* [QUOTED TEXT]

◇ ◇ ◇ ◇

What will turn The Three Sirens into curious, involved adults living a full, balanced, joyful life? Will they turn off their phones, become activists tackling the world’s problems, or only consider themselves? What teachings will they pass on to the next generation?
Until my fifties, I looked for mentors who inspired me to act judiciously, seize the moment, be a better person, and not give up my dreams. The individuals I admired had a broad outlook and were willing to take risks to expand their perspectives. They opened my consciousness to a deeper understanding of nature, science, art, and humanity and encouraged me to get involved in the community, stepping out of my comfort zone. The activities I once feared often became my best memories after trying them.
Mrs. Lambert, my high school English teacher, put the icing on a love of reading by challenging me to understand why characters behaved as they did. A female anthropology professor at Boston University showed me that a woman could go off by herself and safely observe the culture of an isolated South American tribe. I enrolled in her classes, wanting to follow in her footsteps. Though I never became an anthropologist, she made me aware that cultures evolve economic, religious, familial, political, and social systems that differ. The key to understanding people lies in part in knowing the systems intricacies of their childhood communities. That every individual sees the world through a lens grounded by culture, family, and experience was an important lesson to learn. I stopped evaluating friends and strangers from the pedestal of a white, educated, middle-class American woman and tried to put myself inside their heads.
When I became a mother, I reverted to how my parents raised me. I was fortunate to be loved and exposed to the arts and sciences. They took me to museums, the theater, and the symphony. I was enrolled in dance, art, music, and science and participated in outdoor activities and sports. They aimed to establish a life-long exercise practice and the desire to create. They instilled the trait of curiosity and helped me see failure as a stepping stone to success. I was encouraged to follow my dreams, freeing me to be myself.
So, I embraced my parent’s ways when raising my clan of five, interacting with staff, and mentoring children to help them become the best versions of themselves. I utilized research findings of developmental psychologist Jean Piaget, educator Maria Montessori, and psychologist Howard Gardner, varying the way I interacted according to their learning styles; i.e., some learned best with tactile activities, others with visual aids, and still others with auditory assists, etc.
The search for mentors continued until my sixties when a neuroscientist colleague advised me to change my focus, develop new hobbies, activities, and exercise routines, and reinvent myself in retirement. Following her advice put me in the mindset of a twenty-year-old out to conquer the world. I was ready to pass the baton by using my skills to make the next generation more robust, but I wasn’t sure how. Were youths the slightest bit interested in gaining from my experiences?
I wanted them to be less self-centered, develop a work ethic, and have real-time interactions rather than virtual ones. I hoped they’d travel, read broadly, laugh a lot, and get serious about saving democracy and promoting peace, starting with their communities. I’d tell them to try new foods, travel abroad, take risks, and face, not fear, life’s hurdles. Above all, I’d say, stay curious.

◇ ◇ ◇ ◇

* [INPUT FOR THIS TASK]
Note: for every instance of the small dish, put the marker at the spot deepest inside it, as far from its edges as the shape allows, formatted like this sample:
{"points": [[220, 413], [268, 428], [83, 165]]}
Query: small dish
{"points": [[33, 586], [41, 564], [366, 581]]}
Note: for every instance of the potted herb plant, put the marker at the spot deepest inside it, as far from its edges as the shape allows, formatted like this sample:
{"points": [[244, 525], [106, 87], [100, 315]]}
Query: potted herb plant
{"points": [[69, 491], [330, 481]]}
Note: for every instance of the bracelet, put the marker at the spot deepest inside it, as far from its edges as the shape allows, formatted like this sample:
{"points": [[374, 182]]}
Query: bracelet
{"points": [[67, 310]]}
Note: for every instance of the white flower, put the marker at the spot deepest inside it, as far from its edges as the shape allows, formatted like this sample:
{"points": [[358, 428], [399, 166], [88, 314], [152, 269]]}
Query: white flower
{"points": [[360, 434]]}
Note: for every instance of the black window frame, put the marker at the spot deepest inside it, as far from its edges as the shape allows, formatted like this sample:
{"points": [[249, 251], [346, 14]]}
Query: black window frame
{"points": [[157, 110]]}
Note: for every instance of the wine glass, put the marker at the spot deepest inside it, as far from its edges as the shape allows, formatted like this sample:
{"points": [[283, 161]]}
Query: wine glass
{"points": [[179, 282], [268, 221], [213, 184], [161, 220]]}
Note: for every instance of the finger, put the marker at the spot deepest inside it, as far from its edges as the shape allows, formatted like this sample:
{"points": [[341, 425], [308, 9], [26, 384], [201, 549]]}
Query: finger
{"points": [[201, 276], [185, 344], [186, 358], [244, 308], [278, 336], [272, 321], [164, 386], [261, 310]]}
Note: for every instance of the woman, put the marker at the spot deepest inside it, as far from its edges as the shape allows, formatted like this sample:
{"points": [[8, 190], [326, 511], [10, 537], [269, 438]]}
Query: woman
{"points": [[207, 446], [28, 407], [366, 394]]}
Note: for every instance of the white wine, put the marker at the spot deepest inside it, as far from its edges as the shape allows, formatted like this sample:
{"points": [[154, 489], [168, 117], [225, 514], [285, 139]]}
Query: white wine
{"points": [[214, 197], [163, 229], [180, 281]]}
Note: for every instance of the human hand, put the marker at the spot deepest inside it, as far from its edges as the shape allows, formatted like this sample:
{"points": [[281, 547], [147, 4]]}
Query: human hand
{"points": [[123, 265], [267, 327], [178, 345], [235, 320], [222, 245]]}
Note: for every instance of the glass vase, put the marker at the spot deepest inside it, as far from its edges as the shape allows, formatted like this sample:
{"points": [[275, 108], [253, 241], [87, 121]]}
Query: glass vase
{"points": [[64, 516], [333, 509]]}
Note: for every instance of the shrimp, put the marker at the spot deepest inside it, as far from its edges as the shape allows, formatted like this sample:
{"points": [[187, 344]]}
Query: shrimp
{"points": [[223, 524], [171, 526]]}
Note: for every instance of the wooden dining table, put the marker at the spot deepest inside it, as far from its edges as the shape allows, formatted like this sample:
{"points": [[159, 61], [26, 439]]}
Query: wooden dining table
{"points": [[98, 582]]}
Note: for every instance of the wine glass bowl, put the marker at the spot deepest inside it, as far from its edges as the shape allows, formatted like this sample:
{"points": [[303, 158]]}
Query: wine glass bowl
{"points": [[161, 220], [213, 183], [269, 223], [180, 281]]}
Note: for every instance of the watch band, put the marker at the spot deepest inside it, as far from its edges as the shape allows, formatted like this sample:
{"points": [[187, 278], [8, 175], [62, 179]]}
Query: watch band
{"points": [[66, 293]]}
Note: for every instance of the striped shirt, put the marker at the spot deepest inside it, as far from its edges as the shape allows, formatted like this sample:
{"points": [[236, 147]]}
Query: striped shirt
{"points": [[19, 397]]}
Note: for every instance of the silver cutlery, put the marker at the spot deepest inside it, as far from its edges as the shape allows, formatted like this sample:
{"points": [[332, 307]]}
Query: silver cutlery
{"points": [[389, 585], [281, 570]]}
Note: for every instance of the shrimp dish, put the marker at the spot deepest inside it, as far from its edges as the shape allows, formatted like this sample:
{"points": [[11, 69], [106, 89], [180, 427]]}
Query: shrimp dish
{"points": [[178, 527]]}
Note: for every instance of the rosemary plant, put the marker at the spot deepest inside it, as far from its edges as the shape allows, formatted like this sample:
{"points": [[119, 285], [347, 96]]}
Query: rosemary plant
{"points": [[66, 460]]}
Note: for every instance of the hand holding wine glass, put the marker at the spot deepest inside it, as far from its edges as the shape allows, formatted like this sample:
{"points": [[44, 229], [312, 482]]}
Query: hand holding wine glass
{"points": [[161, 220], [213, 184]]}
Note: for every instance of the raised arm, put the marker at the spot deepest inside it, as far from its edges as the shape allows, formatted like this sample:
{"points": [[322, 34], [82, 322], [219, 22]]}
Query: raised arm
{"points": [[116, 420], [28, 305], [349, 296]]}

◇ ◇ ◇ ◇

* [WHAT TO WORK ON]
• 1. Answer these questions about the essay on mentors:
(a) What subject did Mrs. Lambert teach?
(b) At which university did the anthropology professor teach?
(c) Who advised the writer, in the writer's sixties, to develop new hobbies and reinvent themselves in retirement?
• 2. Identify each line of the records that contains the string "shrimp".
The text and the records have nothing to do with each other.

* [RESULTS]
• 1.
(a) High school English
(b) Boston University
(c) A neuroscientist colleague

• 2.
Note: for every instance of the shrimp, put the marker at the spot deepest inside it, as far from its edges as the shape allows, formatted like this sample:
Query: shrimp
Note: for every instance of the shrimp dish, put the marker at the spot deepest inside it, as far from its edges as the shape allows, formatted like this sample:
Query: shrimp dish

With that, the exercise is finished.